start PAGE TEXT

With the start of a new year, most people set resolutions to lose weight, exercise more or to eat healthier. Those are all great goals to set but at the start of a new year, which is most appropriate to set: a goal, resolution or vision? In the past, I probably considered all three one in the same but I have read a few blog posts that have gotten me thinking that setting a vision for year might be a better way for me to proceed in 2012.
My quest for knowledge and exploration on this topic began when I read a blog post shared by Angela Maiers on Twitter written by Lisa Petrilli titled, “Three Steps to Create a Vision for 2012“. Petrilli writes,
If you want to be a purveyor of visionary leadership in 2012 you must start by creating a vision for 2012. I recommend creating a separate vision for both your life and your career because, although they absolutely will be inextricably linked, there will be critical and varying aspects of each that you’ll want to capture and use to keep you focused throughout the year.

end PAGE TEXT

# WHAT IS NEEDED:
Transcribe the passage of the new-year vision post from "My quest for" to "throughout the year.".

start DATA ROWS

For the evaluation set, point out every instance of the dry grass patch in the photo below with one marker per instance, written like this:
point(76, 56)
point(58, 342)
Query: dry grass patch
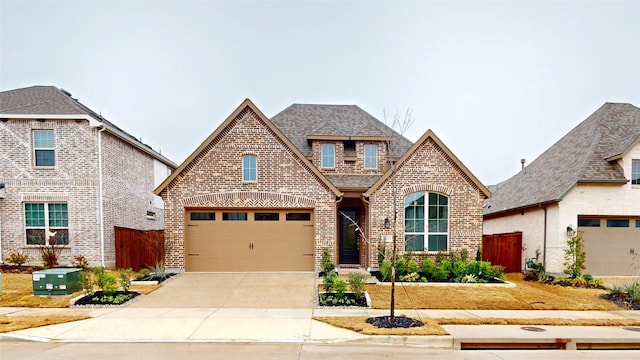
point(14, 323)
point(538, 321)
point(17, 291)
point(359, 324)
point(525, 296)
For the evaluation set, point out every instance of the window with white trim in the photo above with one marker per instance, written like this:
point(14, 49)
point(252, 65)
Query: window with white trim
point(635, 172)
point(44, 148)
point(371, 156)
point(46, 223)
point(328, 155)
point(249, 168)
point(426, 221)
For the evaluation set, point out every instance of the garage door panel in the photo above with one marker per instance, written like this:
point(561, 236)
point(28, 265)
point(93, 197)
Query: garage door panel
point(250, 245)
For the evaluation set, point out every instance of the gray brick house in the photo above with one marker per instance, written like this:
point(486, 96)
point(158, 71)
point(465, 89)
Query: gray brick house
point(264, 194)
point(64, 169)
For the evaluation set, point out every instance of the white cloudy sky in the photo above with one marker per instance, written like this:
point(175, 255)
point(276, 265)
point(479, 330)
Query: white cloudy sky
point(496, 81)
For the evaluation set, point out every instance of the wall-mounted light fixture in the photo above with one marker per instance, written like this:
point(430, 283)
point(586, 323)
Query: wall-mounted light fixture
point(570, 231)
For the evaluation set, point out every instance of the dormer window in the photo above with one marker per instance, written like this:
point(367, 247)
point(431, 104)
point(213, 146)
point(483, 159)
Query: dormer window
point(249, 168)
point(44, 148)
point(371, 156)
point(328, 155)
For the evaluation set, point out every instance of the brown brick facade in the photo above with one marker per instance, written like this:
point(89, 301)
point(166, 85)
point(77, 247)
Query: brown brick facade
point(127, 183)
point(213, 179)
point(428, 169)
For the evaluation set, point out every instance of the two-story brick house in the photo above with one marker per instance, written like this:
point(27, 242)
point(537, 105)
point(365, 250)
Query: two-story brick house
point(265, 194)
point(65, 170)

end DATA ROWS

# ANSWER:
My quest for knowledge and exploration on this topic began when I read a blog post shared by Angela Maiers on Twitter written by Lisa Petrilli titled, “Three Steps to Create a Vision for 2012“. Petrilli writes,
If you want to be a purveyor of visionary leadership in 2012 you must start by creating a vision for 2012. I recommend creating a separate vision for both your life and your career because, although they absolutely will be inextricably linked, there will be critical and varying aspects of each that you’ll want to capture and use to keep you focused throughout the year.